His video shows images of lower-skilled tasks, such as construction, cooking and driving, along with multiple pictures of families and cityscapes. The only image of high-tech America is a brief video of an air-traffic control tower.
The Status of Liberty is repurposed into a summons for migrants. In fact, the status was designed, as a light to the world that illuminates the revolutionary political culture created by native-born Americans.
Obama even dismisses the existence of native-born Americans — and their hopes, dreams, preferences and beliefs — by calling America “ a nation of immigrants.”
American is not a nation of immigrants. Seven out of every eight people — or roughly 265 million — living in the United States were born and raised here.
But the “nation of immigrants” pitch is also repeated by business-backed Republicans, who share an interest with Democrats in boosting the inflow of migrants.
“We’re a nation of immigrants,” Wisconsin Gov. Scott Walker said Sept. 17.
Those migrants become taxpayer-funded customers and cheaper labor, and later, reliable Democratic voters.
However, GOP supporters of mass-immigration tend to support assimilation of migrants into U.S. culture. “We’ve got many great traditions over the years, great people from all over the world, but what was the one thing is they assimilated,” Walker told radio host Laura Ingraham.
They “immersed into American customs. This is the strength of the melting pot is there’s gotta be common bonds. And particularly as we think about Independence Day, one of those common bonds isn’t just what language we speak, but the common essence of believing in the U.S. Constitution and actually having elected officials that support it.”

## Source material
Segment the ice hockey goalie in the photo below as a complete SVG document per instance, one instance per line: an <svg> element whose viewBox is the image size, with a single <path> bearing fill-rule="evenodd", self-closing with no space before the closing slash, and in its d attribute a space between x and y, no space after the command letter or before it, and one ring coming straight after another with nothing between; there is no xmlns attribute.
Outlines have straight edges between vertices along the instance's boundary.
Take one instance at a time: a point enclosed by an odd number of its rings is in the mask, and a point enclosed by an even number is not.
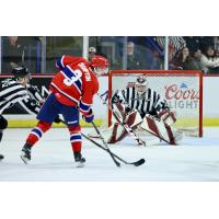
<svg viewBox="0 0 219 219"><path fill-rule="evenodd" d="M176 122L175 111L168 106L159 93L148 88L145 76L138 77L132 88L117 91L112 97L112 108L117 120L103 131L108 143L116 143L128 135L123 124L132 130L141 129L170 145L177 145L183 137L182 131L173 127Z"/></svg>

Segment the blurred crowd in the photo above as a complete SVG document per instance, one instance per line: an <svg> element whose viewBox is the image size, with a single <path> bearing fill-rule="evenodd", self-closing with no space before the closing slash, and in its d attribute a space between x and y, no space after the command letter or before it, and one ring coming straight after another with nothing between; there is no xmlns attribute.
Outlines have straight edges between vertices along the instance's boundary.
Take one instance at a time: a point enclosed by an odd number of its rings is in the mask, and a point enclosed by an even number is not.
<svg viewBox="0 0 219 219"><path fill-rule="evenodd" d="M83 37L44 37L47 38L46 44L42 38L2 36L1 73L9 73L20 65L26 66L34 73L53 73L54 61L60 55L82 55ZM124 49L124 37L90 37L88 58L105 56L111 62L111 69L164 69L163 36L136 36L127 39ZM219 74L219 37L169 36L169 69Z"/></svg>

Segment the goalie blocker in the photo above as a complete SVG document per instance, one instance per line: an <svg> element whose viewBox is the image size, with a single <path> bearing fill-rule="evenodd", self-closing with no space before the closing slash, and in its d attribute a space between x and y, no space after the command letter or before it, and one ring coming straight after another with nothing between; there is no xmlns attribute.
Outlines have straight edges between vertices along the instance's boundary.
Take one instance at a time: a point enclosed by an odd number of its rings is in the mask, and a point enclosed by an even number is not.
<svg viewBox="0 0 219 219"><path fill-rule="evenodd" d="M170 145L177 145L183 137L182 131L172 126L176 122L175 113L172 111L163 110L158 114L159 117L146 114L143 118L141 118L137 110L126 113L124 105L120 103L114 104L114 111L120 120L127 124L132 130L139 128ZM113 124L108 129L103 131L103 137L108 143L118 142L127 135L128 132L119 123Z"/></svg>

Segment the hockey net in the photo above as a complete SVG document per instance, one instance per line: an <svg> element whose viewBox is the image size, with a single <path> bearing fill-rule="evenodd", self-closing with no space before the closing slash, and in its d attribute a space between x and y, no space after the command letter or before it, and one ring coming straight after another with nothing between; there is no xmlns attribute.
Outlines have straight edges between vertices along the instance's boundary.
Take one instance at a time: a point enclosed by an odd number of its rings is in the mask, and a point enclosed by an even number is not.
<svg viewBox="0 0 219 219"><path fill-rule="evenodd" d="M138 76L146 76L148 87L165 99L176 111L174 126L186 136L203 136L203 73L188 70L112 70L108 77L108 100L117 90L134 87ZM108 111L108 125L112 112Z"/></svg>

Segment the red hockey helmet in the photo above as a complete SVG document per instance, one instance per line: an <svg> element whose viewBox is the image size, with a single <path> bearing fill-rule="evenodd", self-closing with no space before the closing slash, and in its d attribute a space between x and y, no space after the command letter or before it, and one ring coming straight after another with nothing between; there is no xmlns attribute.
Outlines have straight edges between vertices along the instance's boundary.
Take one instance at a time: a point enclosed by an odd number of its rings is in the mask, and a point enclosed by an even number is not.
<svg viewBox="0 0 219 219"><path fill-rule="evenodd" d="M103 56L94 56L91 59L90 66L97 76L108 73L108 60Z"/></svg>

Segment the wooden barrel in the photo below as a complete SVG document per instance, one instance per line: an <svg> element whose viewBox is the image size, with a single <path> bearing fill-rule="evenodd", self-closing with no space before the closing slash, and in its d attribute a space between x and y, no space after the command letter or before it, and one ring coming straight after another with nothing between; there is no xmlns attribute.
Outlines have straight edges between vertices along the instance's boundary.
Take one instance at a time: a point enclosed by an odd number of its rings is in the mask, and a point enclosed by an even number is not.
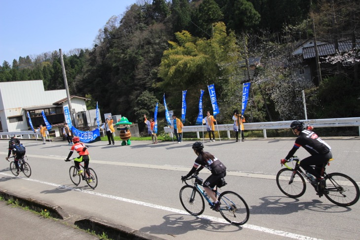
<svg viewBox="0 0 360 240"><path fill-rule="evenodd" d="M126 140L130 139L131 137L131 133L130 133L130 130L127 130L126 132L125 132L125 130L120 131L120 138L122 140L126 141Z"/></svg>

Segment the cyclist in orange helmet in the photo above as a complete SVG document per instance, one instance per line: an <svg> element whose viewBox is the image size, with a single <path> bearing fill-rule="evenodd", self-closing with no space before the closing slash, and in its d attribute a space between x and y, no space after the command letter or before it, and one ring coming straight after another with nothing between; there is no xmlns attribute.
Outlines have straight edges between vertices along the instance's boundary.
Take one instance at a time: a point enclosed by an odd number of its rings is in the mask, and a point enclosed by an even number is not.
<svg viewBox="0 0 360 240"><path fill-rule="evenodd" d="M79 154L79 156L74 159L74 164L75 167L77 169L77 174L80 175L82 173L82 170L80 168L80 163L84 162L84 169L86 171L88 175L90 175L90 172L88 171L87 169L89 167L89 162L90 161L90 157L89 156L89 152L87 150L87 146L85 146L83 143L80 142L80 138L78 137L74 137L72 138L72 142L74 145L72 146L70 149L70 152L69 153L68 158L65 160L65 162L70 161L69 158L72 156L74 150L76 151ZM88 181L91 181L89 179Z"/></svg>

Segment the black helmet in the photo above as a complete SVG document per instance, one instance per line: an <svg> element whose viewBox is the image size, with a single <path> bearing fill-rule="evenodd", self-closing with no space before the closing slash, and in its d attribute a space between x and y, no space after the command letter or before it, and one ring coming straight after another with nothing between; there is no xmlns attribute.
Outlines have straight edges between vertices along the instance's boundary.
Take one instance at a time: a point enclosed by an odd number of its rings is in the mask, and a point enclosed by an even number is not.
<svg viewBox="0 0 360 240"><path fill-rule="evenodd" d="M199 141L197 141L192 144L192 149L198 152L202 152L204 149L204 144Z"/></svg>
<svg viewBox="0 0 360 240"><path fill-rule="evenodd" d="M290 125L291 129L297 129L298 131L302 131L305 128L304 127L304 123L300 121L294 121Z"/></svg>

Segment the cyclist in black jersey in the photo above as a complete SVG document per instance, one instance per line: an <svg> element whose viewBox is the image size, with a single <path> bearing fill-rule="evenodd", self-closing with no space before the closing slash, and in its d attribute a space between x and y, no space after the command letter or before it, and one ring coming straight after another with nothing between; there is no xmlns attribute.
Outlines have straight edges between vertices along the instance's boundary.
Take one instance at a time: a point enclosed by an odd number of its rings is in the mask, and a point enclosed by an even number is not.
<svg viewBox="0 0 360 240"><path fill-rule="evenodd" d="M208 195L214 201L215 206L213 209L218 211L220 208L220 203L217 200L217 197L212 189L222 177L226 175L226 167L212 154L204 152L204 145L201 142L198 141L195 142L192 144L192 149L198 157L195 159L194 166L189 173L185 176L181 176L181 180L183 181L195 172L199 172L204 167L209 169L212 174L204 181L203 187Z"/></svg>
<svg viewBox="0 0 360 240"><path fill-rule="evenodd" d="M281 164L284 164L286 161L291 157L300 147L303 147L311 156L304 158L300 162L300 166L305 171L316 177L318 182L321 181L324 177L321 175L321 168L332 158L331 148L327 143L323 140L315 133L311 131L310 128L305 129L304 123L299 121L294 121L290 125L294 134L297 135L295 144L290 150L285 159L282 159ZM316 171L312 166L318 168Z"/></svg>

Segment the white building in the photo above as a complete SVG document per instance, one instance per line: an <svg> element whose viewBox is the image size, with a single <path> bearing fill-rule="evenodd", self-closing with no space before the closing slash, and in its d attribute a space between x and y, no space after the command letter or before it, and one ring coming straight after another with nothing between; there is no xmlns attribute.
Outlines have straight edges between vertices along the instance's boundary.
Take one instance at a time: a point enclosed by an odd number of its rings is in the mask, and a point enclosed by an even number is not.
<svg viewBox="0 0 360 240"><path fill-rule="evenodd" d="M89 100L71 96L73 112L87 111L85 102ZM65 122L65 106L69 106L66 90L45 91L42 80L0 82L0 132L31 130L27 112L34 128L40 124L45 126L41 115L43 110L53 126L49 134L59 137ZM78 122L72 124L79 126Z"/></svg>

## Task statement
From the immigration text, reproduce the stretch from "Obama even dismisses" through "said Sept. 17." word for word. Draw solely on the immigration text.

## Result of the task
Obama even dismisses the existence of native-born Americans — and their hopes, dreams, preferences and beliefs — by calling America “ a nation of immigrants.”
American is not a nation of immigrants. Seven out of every eight people — or roughly 265 million — living in the United States were born and raised here.
But the “nation of immigrants” pitch is also repeated by business-backed Republicans, who share an interest with Democrats in boosting the inflow of migrants.
“We’re a nation of immigrants,” Wisconsin Gov. Scott Walker said Sept. 17.